━━━━━ READING PASSAGE ━━━━━

Ferreira describes how the expansion of trade within Luanda and Benguela’s subject territories led to the enslaving of vassals. As commodities arrived and credit expanded, so too did pawnship. Debtors would offer family members and subordinates as slaves to merchants. Sobas would also punish civil and criminal cases, particularly witchcraft, with slavery. This system benefitted merchants who did not have to rely on interior trading fairs to obtain chattel from independent kingdoms. Yet, at the same time, the Portuguese crown empowered local judges to set up tribunals to secure the rights of all vassals. Ferreria describes the workings and evolution of the Tribunal de mucanos in detail, offering a mind bending account of bottom up participation through paperwork.

Recently arrived slaves in Brazil, circa 1830 (via Wikipedia)

Mucanos were petitioners who orally pleaded in front of sobas and capitães mores for freedom when wronged. Slowly, oral petitions became written, local custom codified, local decentralized decisions centralized, and corrupted local judges overseen by outside referees.  Ferreria describes how the tribunal de mucanos, originally under the control of mercantile interests and self-interested local lords, evolved into a tribunal controlled by bishops (junta das missões). The juntas would have priests as translators-cum-official legal intermediaries (inquiridor das libertades), scribes (escrivão), registries (livro branco), and archives.  Priests would become accountants, collecting the royal quinto (20% tax) after having properly ascertained who was rightfully enslaved. In practice, the job of the junta became one of distinguishing between outsiders from the sertòes, who could be enslaved, from the  internal vassals who could not. More importantly, after baptizing the properly enslaved, priests would use the body of slaves to document the act of royal authorization and baptism by fire branding chattel. Slaves leaving Angola would carry two other fire marks  as notarial documents: the originating and the receiving merchants’.  Ferreria also shows that local decisions taken by the local rural tribunals would evolve into a hierarchical system of urban appellate courts, moving petitions from magistrates (ouvidor) to the governor (ouvidor geral) to Lisbon. There were slaves who sent petitions to Lisbon to appeal. Some even appeared in Lisbon in person.

━━━━━ GIVEN RECORDS ━━━━━

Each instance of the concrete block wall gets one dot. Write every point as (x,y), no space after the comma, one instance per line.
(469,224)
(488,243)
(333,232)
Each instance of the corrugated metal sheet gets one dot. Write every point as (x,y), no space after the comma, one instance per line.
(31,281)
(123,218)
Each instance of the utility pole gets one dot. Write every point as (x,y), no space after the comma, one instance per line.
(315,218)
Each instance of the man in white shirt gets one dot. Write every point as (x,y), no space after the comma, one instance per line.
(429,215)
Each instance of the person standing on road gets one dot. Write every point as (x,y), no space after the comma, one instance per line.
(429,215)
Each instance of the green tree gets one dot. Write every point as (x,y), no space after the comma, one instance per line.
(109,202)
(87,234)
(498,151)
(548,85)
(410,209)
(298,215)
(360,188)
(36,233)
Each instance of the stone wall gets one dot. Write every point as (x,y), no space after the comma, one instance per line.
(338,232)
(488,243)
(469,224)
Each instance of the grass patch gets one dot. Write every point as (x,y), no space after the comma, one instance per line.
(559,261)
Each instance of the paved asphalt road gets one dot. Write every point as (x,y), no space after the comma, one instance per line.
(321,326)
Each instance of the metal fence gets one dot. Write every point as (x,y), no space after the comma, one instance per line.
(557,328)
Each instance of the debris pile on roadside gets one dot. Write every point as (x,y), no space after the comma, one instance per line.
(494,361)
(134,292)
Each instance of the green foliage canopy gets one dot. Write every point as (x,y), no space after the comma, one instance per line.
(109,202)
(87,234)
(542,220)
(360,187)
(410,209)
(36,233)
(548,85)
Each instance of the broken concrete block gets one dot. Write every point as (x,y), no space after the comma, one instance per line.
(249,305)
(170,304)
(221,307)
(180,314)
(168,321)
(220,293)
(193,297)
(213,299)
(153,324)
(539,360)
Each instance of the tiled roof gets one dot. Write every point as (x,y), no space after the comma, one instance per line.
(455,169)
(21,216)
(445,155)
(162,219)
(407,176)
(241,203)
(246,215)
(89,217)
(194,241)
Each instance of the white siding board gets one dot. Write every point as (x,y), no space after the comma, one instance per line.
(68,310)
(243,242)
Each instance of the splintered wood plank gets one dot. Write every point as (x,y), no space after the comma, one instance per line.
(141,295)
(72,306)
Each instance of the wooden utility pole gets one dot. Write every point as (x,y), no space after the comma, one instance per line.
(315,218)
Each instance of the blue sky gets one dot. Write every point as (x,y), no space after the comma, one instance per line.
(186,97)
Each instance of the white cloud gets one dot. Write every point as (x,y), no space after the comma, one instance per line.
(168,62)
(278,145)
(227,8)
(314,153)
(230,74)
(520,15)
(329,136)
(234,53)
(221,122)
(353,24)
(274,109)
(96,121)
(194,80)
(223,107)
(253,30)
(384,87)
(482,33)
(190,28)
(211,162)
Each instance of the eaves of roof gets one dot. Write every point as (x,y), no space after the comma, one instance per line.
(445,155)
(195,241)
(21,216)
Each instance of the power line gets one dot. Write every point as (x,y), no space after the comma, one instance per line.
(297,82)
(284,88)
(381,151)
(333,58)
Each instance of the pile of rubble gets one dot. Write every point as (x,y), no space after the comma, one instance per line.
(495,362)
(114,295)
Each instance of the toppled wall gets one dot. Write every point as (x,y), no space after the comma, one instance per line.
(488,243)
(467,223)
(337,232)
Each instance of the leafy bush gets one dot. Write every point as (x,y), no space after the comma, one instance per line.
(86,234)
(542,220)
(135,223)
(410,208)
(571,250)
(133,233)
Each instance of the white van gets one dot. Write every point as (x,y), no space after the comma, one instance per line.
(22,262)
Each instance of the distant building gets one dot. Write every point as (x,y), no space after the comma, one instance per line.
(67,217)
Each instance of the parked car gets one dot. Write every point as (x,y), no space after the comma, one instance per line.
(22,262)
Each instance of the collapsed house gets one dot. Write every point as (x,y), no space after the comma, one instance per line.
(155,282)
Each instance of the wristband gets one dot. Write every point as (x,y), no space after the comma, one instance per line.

━━━━━

WRITTEN EXERCISE A:
Answer these questions from the passage on the tribunal de mucanos:
(i) Which kind of case does the passage single out among those that sobas punished with slavery?
(ii) Who were the mucanos?
(iii) What rate was the royal quinto, and who collected it?
WRITTEN EXERCISE B: Please resume the passage on the tribunal de mucanos, carrying it on from its final sentence.
The listing is separate material from the passage on the tribunal de mucanos.

FINAL ANSWER A:
(i) Witchcraft.
(ii) Petitioners who orally pleaded for freedom in front of sobas and capitães mores when wronged.
(iii) 20%, collected by priests.

FINAL ANSWER B:
Ferreria shows that in the second half of the eighteenth century the debate over the right to enslave vassals evolved, particularly as the governor Miguel Antonio Mello argued that the same rules to judge the wrongful enslavement of soba vassals should also apply to processes within the sovereign kingdoms of the sertões. All slaves, regardless of their origin, should have the right to appeal. Mello’s good intentions were not to last beyond his time in office. Mello, nevertheless, waived all fees to mucanos in judicial procedures.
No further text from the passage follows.